What the task requires.
Without skipping anything, transcribe the listing that follows.
··· Records provided
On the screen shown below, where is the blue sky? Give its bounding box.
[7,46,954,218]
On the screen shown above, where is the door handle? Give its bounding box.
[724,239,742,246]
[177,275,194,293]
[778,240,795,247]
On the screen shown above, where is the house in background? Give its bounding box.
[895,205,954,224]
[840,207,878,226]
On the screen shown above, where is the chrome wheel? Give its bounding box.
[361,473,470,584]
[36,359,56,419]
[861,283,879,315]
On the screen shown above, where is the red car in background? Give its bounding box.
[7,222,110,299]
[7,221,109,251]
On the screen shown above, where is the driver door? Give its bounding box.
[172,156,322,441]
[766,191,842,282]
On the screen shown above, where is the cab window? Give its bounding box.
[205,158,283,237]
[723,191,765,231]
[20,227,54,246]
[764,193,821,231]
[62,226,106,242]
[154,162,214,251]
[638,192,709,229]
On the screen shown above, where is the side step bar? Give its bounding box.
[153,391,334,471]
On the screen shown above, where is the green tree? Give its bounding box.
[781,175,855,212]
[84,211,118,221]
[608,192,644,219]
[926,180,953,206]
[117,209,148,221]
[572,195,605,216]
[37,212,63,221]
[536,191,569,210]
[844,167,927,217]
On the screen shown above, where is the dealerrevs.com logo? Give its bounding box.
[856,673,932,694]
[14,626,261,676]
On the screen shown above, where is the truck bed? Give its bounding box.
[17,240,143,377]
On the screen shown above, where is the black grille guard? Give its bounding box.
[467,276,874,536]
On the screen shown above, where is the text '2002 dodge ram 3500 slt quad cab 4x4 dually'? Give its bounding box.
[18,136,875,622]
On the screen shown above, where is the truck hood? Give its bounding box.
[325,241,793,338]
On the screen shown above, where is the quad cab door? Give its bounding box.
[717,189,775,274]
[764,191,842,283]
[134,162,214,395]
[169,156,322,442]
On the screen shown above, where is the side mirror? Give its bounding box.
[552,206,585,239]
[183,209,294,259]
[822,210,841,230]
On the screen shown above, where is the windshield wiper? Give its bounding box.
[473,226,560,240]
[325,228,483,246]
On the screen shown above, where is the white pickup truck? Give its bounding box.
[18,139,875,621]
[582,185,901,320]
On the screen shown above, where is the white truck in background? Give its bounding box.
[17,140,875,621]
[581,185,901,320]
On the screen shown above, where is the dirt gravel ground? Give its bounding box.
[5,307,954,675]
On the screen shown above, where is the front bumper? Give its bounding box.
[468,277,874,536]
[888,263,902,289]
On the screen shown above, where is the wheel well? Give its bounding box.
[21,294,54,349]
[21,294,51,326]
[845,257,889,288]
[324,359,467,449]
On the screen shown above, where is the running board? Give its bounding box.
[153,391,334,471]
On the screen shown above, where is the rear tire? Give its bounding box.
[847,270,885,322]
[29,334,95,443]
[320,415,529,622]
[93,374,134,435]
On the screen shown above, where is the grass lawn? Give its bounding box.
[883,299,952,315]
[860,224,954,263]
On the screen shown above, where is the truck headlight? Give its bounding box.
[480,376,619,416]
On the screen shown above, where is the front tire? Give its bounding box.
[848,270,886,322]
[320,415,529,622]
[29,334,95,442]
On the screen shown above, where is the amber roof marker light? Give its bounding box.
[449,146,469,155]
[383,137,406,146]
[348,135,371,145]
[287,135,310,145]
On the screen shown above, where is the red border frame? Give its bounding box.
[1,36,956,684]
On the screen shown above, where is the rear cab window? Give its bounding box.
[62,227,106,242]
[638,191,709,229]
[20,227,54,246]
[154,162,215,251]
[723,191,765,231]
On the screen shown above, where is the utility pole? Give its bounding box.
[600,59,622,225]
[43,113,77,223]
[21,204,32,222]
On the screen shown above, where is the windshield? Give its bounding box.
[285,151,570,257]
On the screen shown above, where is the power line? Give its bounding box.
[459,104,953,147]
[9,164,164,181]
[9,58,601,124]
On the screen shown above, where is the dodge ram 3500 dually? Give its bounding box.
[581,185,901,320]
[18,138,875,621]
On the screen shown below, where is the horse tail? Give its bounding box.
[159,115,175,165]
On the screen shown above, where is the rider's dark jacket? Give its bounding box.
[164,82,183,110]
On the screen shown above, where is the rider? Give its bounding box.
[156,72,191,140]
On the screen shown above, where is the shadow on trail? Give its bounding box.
······
Answer for the task.
On the screen shown below, where is the blue sky? Give its bounding box.
[7,46,954,218]
On the screen shown above, where is the door handle? Give its bounding box.
[724,239,742,246]
[177,275,194,293]
[778,240,795,247]
On the screen shown above, where is the house in background? Give its bounding box.
[895,205,954,224]
[840,207,878,226]
On the screen shown above, where is the chrome wheel? Give its bounding box.
[361,473,470,584]
[36,359,56,419]
[861,283,879,315]
On the screen shown above, where is the red car in background? Give its bounding box.
[7,222,110,299]
[7,221,109,251]
On the screen shown above, where is the driver door? Give its bounding box.
[172,156,322,441]
[766,191,842,282]
On the screen shown above, where is the cab window? Give its bounding box.
[205,158,283,237]
[723,191,765,231]
[20,227,54,246]
[764,193,821,231]
[62,226,106,242]
[154,162,214,251]
[638,192,709,229]
On the screen shown above, where is the side step bar? Give its bounding box.
[153,391,334,471]
On the screen shown above, where is the green tree? Give its bounding box.
[781,175,855,212]
[84,211,118,221]
[608,192,644,219]
[926,180,953,206]
[117,209,148,221]
[572,195,605,216]
[37,212,63,221]
[536,191,569,210]
[844,167,927,217]
On the screen shown above, where is the dealerrevs.com logo? Give its bounding box.
[856,673,932,694]
[14,626,261,676]
On the screen shown above, where is the truck bed? Give its bounding box.
[17,240,143,377]
On the screen shown above, where is the black grille guard? Give its bounding box.
[467,276,874,536]
On the screen shown above, where is the text '2002 dodge ram 3500 slt quad cab 4x4 dually'? Give its bounding box.
[18,136,875,622]
On the screen shown above, where is the truck hood? Give its bounding box.
[325,241,793,338]
On the screen shown above, where is the quad cab door? Give its bounding box.
[717,189,775,274]
[764,191,842,283]
[134,162,214,395]
[169,156,322,442]
On the screen shown above, where is the side mirror? Give its bounding box.
[552,206,585,239]
[183,209,294,259]
[822,210,841,230]
On the screen shown above, where is the windshield wiper? Give its bounding box.
[473,226,560,240]
[325,228,483,246]
On the screen shown above, where is the white pickup truck? Give its bounding box.
[18,139,875,621]
[582,185,901,320]
On the screen shown above, where is the white truck in background? Give its bounding box.
[17,140,875,621]
[581,185,901,320]
On the screen shown above, where is the dirt gravel ground? Give its bounding box.
[5,307,954,675]
On the screen shown above, where is the front bumper? Give its bounding box.
[468,277,874,536]
[888,263,902,289]
On the screen shown above, where is the wheel well? Give its bounding box.
[21,294,54,349]
[21,294,51,326]
[845,257,889,288]
[324,359,467,449]
On the screen shown above, where is the running board? Give its bounding box.
[153,391,334,471]
On the screen shown above, where is the rear tire? Give its bounding box.
[847,270,885,322]
[29,334,95,443]
[320,415,529,622]
[93,374,134,435]
On the screen shown above, where is the grass lawn? Give its bounding box.
[883,299,952,315]
[860,224,954,263]
On the screen shown above, where is the truck headlight? Give its bounding box.
[480,376,619,416]
On the screen shown above, where is the front tire? Give its bounding box.
[848,270,886,322]
[320,415,529,622]
[29,334,95,442]
On the screen shown above, where is the amber roof marker light? Give its bounding box.
[449,146,469,155]
[383,137,406,146]
[348,135,371,145]
[287,135,310,145]
On the screen shown above, where is the red border frame? Give its bounding box.
[1,36,956,684]
On the screen shown above, where is the rear cab window? Give its bounding box.
[62,227,106,242]
[638,191,709,229]
[20,227,54,246]
[154,162,215,251]
[723,191,765,231]
On the screen shown above, where is the utility pole? Give its bounding box.
[600,59,622,225]
[43,113,77,223]
[21,204,32,222]
On the screen shown above, where is the windshield? Give its bounding box.
[285,151,570,257]
On the screen shown above, where is the power line? Give its bounding box.
[459,104,953,147]
[9,164,164,181]
[9,58,601,124]
On the screen shown above, where is the dodge ram 3500 dually? Give its bounding box.
[581,185,901,320]
[18,138,875,621]
On the screen shown below, where is the horse tail? Give its bounding box.
[159,115,175,165]
On the screen shown above, where is the rider's dark jacket? Give its bounding box.
[164,82,183,110]
On the screen shown above, where is the rider? Give its bounding box.
[156,72,191,140]
On the screen shown above, where is the shadow on trail? Give its bounding box.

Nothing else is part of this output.